### EXERCISE DESCRIPTION
Copy out the following items line for line, changing nothing.

Pointing items for named objects:
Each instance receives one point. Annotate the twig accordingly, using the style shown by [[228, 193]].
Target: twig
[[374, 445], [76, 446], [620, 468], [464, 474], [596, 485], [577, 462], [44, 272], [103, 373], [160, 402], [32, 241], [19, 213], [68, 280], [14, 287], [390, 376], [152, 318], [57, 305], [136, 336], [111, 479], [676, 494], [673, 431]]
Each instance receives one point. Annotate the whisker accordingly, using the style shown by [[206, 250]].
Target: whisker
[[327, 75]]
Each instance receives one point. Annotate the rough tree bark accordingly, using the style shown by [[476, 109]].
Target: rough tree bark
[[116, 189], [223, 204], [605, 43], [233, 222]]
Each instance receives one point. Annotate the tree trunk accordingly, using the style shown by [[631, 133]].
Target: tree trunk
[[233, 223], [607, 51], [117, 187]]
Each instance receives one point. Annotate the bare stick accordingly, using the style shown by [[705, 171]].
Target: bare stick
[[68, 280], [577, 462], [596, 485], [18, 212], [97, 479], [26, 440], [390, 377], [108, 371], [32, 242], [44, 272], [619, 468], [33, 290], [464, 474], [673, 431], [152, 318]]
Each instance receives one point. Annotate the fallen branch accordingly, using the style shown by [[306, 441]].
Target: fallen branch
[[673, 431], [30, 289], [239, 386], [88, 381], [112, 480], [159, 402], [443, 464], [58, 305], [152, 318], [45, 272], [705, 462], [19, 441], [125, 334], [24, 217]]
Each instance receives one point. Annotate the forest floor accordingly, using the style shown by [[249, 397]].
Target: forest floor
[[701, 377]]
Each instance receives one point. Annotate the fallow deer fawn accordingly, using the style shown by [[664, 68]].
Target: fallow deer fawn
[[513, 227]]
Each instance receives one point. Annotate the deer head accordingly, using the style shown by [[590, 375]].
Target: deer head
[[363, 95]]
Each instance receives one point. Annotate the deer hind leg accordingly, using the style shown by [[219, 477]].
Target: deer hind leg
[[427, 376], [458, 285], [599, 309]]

### WRITTEN ANSWER
Each instance receives one point. Annotate the twig accordingly, using the style shown by [[228, 193]].
Target: twig
[[374, 445], [76, 446], [620, 468], [464, 474], [596, 485], [577, 462], [44, 272], [103, 373], [160, 402], [32, 241], [19, 213], [68, 280], [14, 287], [390, 376], [152, 318], [57, 305], [136, 336], [111, 479], [676, 494], [673, 431]]
Each instance receives one point. Annotate the whisker accordingly, using the style shown by [[206, 250]].
Target: whisker
[[327, 75]]
Each instance receives one point. Annotate the rough tree bark accordingly, using the style shown by [[476, 109]].
Target: rough tree bark
[[116, 189], [223, 204], [605, 43], [233, 222]]
Each instance receives one point. Annotate the tree trunk accordingly, using the style shown by [[631, 133]].
Target: tree trunk
[[233, 223], [607, 51], [117, 187]]
Each instance receives one point. Annotate the bare stick accordingly, using the style shown by [[705, 171]].
Target: bare stick
[[68, 280], [577, 462], [596, 485], [18, 212], [97, 479], [26, 440], [390, 377], [108, 371], [32, 242], [44, 272], [619, 468], [33, 290], [464, 474], [673, 431], [152, 318]]
Each instance receives one point. Annotate the fallen branch accordingly, using the style shown by [[306, 441]].
Target: fallen branch
[[673, 431], [30, 289], [239, 386], [88, 381], [112, 480], [159, 402], [443, 464], [58, 305], [152, 318], [45, 272], [705, 462], [19, 441], [125, 334], [24, 217]]
Each instance receives one point. Annotate the forest floor accordingly, using the style shown by [[249, 397]].
Target: forest floor
[[701, 377]]
Each instance receives one point. Annotate the fallow deer fawn accordingly, using the style shown by [[664, 68]].
Target: fallow deer fawn
[[513, 227]]
Each instance receives one point. Annotate the deer head accordingly, using the style shown by [[590, 375]].
Target: deer head
[[363, 95]]
Each instance receives one point. Annotate the deer hind leg accordingly, using the style shown by [[219, 477]].
Target: deer hind leg
[[427, 376], [458, 285], [599, 309]]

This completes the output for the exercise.